= WHAT THIS TASK INVOLVES =
Copy the data below word for word, starting with the line that contains "Please locate the street lamp" and continuing through the end of the data.

--- start of INFORMATION SHOWN ---

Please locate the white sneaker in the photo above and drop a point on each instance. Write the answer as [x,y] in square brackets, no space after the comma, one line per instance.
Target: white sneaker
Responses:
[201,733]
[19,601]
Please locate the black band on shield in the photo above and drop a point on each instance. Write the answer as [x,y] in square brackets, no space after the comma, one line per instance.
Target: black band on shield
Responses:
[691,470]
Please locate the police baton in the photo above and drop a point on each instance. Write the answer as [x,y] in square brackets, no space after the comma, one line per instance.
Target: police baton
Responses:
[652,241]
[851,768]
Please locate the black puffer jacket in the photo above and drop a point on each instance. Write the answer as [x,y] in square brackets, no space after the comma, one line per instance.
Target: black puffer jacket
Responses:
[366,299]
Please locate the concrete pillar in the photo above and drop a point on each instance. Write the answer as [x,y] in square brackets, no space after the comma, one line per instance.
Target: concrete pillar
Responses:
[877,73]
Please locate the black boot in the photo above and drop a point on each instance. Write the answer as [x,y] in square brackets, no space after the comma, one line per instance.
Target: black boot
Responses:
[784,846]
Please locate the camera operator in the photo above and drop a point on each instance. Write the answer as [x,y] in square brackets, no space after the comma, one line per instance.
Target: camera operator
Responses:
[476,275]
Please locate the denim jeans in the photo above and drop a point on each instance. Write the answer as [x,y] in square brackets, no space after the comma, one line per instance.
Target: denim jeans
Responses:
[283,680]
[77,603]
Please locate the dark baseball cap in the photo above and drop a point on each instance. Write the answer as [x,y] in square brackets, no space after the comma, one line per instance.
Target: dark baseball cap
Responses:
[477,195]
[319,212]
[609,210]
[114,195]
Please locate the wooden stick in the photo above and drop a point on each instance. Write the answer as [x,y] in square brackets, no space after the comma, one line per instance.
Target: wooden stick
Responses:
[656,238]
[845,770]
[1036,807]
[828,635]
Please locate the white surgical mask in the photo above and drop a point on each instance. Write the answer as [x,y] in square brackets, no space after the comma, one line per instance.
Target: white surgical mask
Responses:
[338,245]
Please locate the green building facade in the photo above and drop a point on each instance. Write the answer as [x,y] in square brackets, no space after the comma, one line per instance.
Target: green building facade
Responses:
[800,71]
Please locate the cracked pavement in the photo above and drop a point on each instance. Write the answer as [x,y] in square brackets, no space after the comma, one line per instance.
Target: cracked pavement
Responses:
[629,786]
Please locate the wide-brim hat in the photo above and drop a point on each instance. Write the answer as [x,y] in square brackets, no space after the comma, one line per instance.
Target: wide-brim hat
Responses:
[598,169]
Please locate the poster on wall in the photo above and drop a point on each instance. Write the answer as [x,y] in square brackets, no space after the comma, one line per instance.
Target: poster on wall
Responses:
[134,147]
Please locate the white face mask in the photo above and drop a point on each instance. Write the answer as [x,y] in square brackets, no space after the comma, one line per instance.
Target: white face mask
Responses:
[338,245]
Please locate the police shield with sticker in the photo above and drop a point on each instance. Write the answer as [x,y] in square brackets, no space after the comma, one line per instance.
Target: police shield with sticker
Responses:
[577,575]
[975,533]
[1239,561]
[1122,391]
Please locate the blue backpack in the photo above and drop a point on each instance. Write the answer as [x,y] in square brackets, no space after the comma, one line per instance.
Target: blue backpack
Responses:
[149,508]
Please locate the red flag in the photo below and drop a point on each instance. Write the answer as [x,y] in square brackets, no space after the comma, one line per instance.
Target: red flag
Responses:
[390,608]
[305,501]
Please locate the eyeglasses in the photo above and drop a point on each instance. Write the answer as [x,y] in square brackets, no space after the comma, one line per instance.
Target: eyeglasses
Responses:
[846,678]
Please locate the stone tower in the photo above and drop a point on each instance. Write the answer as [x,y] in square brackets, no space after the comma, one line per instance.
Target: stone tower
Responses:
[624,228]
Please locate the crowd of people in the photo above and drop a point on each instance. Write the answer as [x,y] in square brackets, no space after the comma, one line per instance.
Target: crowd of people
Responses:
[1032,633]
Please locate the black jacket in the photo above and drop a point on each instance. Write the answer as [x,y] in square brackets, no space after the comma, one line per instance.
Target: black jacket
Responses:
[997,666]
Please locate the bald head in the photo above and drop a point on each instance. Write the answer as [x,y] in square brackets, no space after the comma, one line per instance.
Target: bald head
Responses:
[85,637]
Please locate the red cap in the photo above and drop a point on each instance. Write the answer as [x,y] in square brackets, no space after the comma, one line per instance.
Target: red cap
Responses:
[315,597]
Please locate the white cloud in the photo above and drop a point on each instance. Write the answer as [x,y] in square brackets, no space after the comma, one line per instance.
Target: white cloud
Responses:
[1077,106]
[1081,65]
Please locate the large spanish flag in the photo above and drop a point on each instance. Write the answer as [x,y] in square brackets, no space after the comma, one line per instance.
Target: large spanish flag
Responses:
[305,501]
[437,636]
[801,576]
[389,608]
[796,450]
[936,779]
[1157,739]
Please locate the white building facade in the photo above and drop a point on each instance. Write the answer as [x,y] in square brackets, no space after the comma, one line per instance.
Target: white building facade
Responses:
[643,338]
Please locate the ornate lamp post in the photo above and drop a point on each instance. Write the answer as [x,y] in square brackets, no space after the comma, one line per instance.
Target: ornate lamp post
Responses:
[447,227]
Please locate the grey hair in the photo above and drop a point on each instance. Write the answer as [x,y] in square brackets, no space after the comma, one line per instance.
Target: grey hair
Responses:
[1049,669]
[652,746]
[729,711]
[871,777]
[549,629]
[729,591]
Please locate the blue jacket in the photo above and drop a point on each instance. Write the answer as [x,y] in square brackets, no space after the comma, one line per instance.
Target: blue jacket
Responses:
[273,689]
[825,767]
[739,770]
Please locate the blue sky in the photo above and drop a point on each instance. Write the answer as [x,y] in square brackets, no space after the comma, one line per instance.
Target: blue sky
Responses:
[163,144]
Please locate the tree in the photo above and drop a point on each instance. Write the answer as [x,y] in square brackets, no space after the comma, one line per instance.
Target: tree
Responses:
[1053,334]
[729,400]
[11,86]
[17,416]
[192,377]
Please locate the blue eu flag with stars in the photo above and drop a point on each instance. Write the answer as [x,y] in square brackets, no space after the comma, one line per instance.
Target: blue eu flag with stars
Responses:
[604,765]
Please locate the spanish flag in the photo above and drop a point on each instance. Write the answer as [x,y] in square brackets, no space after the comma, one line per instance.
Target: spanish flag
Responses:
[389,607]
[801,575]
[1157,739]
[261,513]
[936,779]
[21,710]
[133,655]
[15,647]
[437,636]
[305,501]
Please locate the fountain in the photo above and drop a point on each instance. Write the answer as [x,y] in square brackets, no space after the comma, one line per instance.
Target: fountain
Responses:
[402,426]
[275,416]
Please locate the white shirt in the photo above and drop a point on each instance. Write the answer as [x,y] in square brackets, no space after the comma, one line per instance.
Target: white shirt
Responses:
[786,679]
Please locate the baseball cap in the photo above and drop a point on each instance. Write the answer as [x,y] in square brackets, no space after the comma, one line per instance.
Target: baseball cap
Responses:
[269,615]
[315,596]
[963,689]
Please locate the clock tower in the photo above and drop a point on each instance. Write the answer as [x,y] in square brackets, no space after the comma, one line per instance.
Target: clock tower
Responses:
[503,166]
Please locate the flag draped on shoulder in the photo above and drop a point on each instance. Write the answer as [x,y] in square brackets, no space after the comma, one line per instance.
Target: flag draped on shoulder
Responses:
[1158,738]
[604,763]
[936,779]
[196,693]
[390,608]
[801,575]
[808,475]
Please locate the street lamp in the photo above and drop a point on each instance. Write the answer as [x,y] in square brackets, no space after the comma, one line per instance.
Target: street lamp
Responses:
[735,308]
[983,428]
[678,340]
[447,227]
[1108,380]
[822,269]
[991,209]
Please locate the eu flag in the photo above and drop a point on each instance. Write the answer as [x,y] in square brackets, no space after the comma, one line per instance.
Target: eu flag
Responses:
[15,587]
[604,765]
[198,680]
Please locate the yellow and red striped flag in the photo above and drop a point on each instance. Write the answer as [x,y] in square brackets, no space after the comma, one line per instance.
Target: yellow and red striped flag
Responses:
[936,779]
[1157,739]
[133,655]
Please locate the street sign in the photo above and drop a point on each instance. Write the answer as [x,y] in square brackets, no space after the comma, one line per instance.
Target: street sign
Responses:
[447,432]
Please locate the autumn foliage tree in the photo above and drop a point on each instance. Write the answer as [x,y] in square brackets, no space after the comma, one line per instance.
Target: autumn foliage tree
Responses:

--- end of INFORMATION SHOWN ---

= COMPLETED TASK =
Please locate the street lamp in the photo above and drop a point on each instance. Write the answer as [x,y] in square brackets, no space after the comma, one line per instance.
Target: street lamp
Responses:
[735,308]
[983,428]
[678,340]
[447,227]
[1108,380]
[822,269]
[991,209]
Please locate the eu flag in the photo above and drop a point on each instance. Write the answer as [x,y] in square brackets, no space after the comma, one line per instance.
Target: eu flag
Responses:
[15,587]
[604,765]
[198,680]
Please locate the yellow and red striped flag in the photo above and drop a point on each instance. Write the answer as [x,y] in square brackets, no space after the comma, one line per instance.
Target: yellow and red striped flag
Responses:
[936,779]
[1157,739]
[133,655]
Please locate the street sign in the photo above and drop a point on each instance. Write the answer as [x,y] in square brackets, no space after the comma, one line per instance.
Target: street sign
Responses:
[447,432]
Please locate the autumn foliage tree in the photo above and drop a point on each instance. Write the answer as [x,y] in square brackets, no space after the comma, one line per instance.
Target: autumn foliage tree
Responses:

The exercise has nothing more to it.